Data records Start Marker

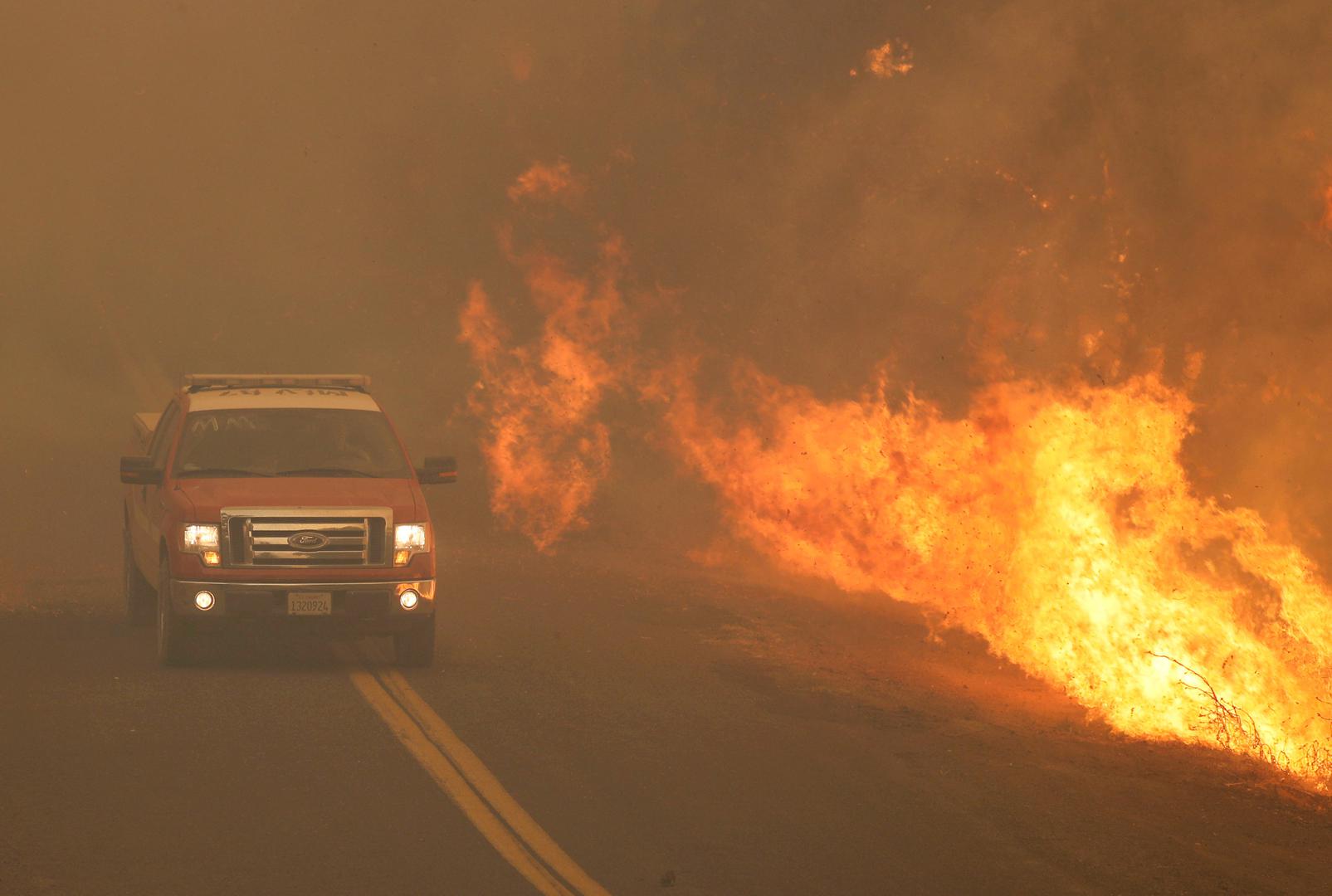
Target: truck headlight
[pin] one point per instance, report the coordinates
(407, 539)
(202, 538)
(198, 538)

Data records End Marker

Exercise prompt >> Set down the entries above exactly; no pictures belong in the copy.

Response for this exercise >>
Target: truck headlight
[pin] one point per instance, report the coordinates
(407, 539)
(202, 538)
(198, 538)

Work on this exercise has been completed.